ASSIGNED TASK ▸ Copy only this range: the line with "Return a JSON" through the final line of the material, inclusive at both ends.

-*-*-

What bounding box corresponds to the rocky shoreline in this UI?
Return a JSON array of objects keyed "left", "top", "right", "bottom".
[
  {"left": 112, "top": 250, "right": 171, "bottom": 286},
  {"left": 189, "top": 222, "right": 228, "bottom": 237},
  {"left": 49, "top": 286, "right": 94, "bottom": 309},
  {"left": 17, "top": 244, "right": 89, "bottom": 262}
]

-*-*-

ANSWER TO THE EXERCISE ▸
Return a JSON array of objects keyed "left", "top", "right", "bottom".
[
  {"left": 112, "top": 250, "right": 171, "bottom": 286},
  {"left": 189, "top": 222, "right": 228, "bottom": 237},
  {"left": 49, "top": 286, "right": 94, "bottom": 309},
  {"left": 17, "top": 244, "right": 89, "bottom": 262}
]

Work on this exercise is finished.